# Objectives
(1) In the passage on foreclosure and short sales, what other name does it give for a short sale?
(2) Carry on the passage about foreclosure and short sales, picking up right after its final sentence.

# Extract provided
In addition to defending the foreclosure lawsuit, property owners should seek a modification of the mortgage or, when a modification is not viable, short sale of the property before the foreclosure sale takes place.  A short sale, also called a short payoff, occurs when a mortgage lender, usually a nationally chartered bank, accepts less than the actual mortgage balance due in order to avoid taking title to the property through foreclosure – essentially taking on the responsibility of selling the property along with the negative affect it has on their balance sheets.  Through a short sale, lenders avoid carrying costs and maintenance fees while receiving a substantial portion of their money.

[Object point labels]
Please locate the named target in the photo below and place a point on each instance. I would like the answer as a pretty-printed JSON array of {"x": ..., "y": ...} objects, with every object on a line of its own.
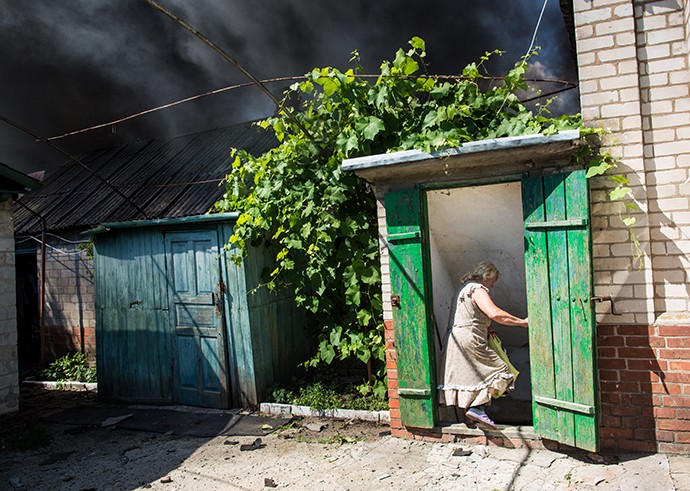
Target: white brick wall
[
  {"x": 637, "y": 87},
  {"x": 9, "y": 368}
]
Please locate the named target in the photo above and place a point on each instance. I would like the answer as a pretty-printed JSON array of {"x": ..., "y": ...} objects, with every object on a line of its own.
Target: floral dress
[{"x": 470, "y": 369}]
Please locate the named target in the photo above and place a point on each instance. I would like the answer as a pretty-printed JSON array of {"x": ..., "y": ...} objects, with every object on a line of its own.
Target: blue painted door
[{"x": 196, "y": 307}]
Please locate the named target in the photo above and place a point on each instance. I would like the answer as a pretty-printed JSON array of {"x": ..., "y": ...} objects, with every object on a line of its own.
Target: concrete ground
[{"x": 307, "y": 454}]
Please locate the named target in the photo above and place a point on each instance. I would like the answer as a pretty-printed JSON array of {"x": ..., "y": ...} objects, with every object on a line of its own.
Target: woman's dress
[{"x": 470, "y": 369}]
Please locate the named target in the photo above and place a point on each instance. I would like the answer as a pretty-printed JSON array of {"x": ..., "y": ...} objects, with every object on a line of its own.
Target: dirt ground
[{"x": 38, "y": 451}]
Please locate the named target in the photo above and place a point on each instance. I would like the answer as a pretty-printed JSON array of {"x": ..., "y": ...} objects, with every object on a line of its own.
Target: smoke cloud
[{"x": 68, "y": 65}]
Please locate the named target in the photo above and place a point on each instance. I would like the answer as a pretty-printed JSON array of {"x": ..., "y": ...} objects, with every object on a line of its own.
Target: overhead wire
[
  {"x": 235, "y": 63},
  {"x": 529, "y": 50}
]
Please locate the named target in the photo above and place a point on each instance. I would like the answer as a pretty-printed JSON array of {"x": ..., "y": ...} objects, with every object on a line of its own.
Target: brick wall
[
  {"x": 9, "y": 369},
  {"x": 69, "y": 314},
  {"x": 645, "y": 395}
]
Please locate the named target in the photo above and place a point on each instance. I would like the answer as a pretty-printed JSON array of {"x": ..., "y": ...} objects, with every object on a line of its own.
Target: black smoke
[{"x": 76, "y": 63}]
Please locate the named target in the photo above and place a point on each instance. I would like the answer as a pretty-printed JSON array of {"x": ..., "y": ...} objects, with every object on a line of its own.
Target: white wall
[{"x": 9, "y": 370}]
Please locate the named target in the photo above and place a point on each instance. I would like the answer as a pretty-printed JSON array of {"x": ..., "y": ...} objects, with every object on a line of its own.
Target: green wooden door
[
  {"x": 405, "y": 213},
  {"x": 559, "y": 289},
  {"x": 196, "y": 305}
]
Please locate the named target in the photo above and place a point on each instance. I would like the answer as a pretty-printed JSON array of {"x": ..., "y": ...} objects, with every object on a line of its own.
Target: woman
[{"x": 471, "y": 372}]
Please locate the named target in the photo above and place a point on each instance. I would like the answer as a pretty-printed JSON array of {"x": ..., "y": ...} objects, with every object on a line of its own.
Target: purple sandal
[{"x": 479, "y": 416}]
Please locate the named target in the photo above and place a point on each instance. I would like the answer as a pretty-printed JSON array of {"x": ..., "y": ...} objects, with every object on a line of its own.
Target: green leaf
[{"x": 598, "y": 168}]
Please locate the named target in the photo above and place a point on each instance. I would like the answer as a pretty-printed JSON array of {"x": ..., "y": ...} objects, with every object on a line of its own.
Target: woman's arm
[{"x": 481, "y": 297}]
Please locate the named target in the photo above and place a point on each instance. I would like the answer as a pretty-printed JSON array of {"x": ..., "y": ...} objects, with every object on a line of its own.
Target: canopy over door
[
  {"x": 196, "y": 289},
  {"x": 405, "y": 213},
  {"x": 559, "y": 289}
]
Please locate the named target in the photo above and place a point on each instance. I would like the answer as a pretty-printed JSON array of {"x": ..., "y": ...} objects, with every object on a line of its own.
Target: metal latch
[{"x": 605, "y": 298}]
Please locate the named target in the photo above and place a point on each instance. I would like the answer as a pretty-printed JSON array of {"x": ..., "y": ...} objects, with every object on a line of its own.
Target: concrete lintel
[{"x": 485, "y": 158}]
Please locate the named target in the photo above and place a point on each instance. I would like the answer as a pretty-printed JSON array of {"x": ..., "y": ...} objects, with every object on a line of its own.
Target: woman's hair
[{"x": 484, "y": 271}]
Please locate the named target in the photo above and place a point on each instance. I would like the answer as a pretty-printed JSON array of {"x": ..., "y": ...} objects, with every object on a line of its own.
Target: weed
[
  {"x": 325, "y": 392},
  {"x": 337, "y": 439},
  {"x": 71, "y": 367}
]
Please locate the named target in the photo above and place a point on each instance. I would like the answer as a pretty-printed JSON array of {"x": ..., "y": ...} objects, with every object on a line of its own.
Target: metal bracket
[{"x": 605, "y": 298}]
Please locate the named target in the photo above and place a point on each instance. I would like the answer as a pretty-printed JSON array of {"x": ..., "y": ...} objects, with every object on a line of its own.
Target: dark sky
[{"x": 76, "y": 63}]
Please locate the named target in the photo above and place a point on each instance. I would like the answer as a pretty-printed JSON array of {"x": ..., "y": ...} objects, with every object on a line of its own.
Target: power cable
[{"x": 568, "y": 86}]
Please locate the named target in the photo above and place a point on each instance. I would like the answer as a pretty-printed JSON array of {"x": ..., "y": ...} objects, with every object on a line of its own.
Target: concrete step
[{"x": 505, "y": 431}]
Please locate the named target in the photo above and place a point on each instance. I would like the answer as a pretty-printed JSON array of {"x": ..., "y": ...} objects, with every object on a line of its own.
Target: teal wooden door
[
  {"x": 559, "y": 289},
  {"x": 405, "y": 215},
  {"x": 196, "y": 305}
]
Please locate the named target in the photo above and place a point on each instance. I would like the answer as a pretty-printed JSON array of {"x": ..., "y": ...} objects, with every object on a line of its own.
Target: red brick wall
[{"x": 644, "y": 379}]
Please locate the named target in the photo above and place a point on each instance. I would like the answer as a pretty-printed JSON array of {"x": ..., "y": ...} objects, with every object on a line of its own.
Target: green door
[
  {"x": 405, "y": 214},
  {"x": 559, "y": 289},
  {"x": 200, "y": 363}
]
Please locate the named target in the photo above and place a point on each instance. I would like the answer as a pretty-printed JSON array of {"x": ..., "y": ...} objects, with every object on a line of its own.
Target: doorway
[{"x": 483, "y": 223}]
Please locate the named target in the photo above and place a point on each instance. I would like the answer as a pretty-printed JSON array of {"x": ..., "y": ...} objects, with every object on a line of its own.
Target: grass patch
[{"x": 69, "y": 368}]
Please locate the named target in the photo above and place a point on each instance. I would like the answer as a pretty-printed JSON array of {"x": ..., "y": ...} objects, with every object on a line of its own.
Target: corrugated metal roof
[{"x": 170, "y": 178}]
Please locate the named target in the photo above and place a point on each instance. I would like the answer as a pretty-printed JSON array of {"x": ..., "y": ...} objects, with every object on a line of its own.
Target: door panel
[
  {"x": 201, "y": 373},
  {"x": 559, "y": 288}
]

# Answers to each task
(1) A short payoff.

(2)
Although the procedure to complete a short sale is complicated and time-consuming, a short sale benefits the property owner as well. The property owner is not allowed to receive any money at closing, but they do escape, in most cases, the remaining loan payments (in other words, the deficiency, which a deed-in-lieu of foreclosure or a foreclosure judgment does not avoid) and also reduce the extent of the damage made to their credit (although a short sale still harms one’s credit score).  While the lender will issue a 1099-S to the property owner for the portion of the loan that has been forgiven, the Internal Revenue Service considers this a non-taxable event when the property is homestead.  This is not necessarily the case with investment or commercial property.  The property owner may still avoid taxation when a 1099-S is issued on non-homestead property by being deemed “insolvent.”  Regardless of the circumstances, it is highly recommended that one seek the advice of a Certified Public Accountant regarding tax liability before commencing with a short sale.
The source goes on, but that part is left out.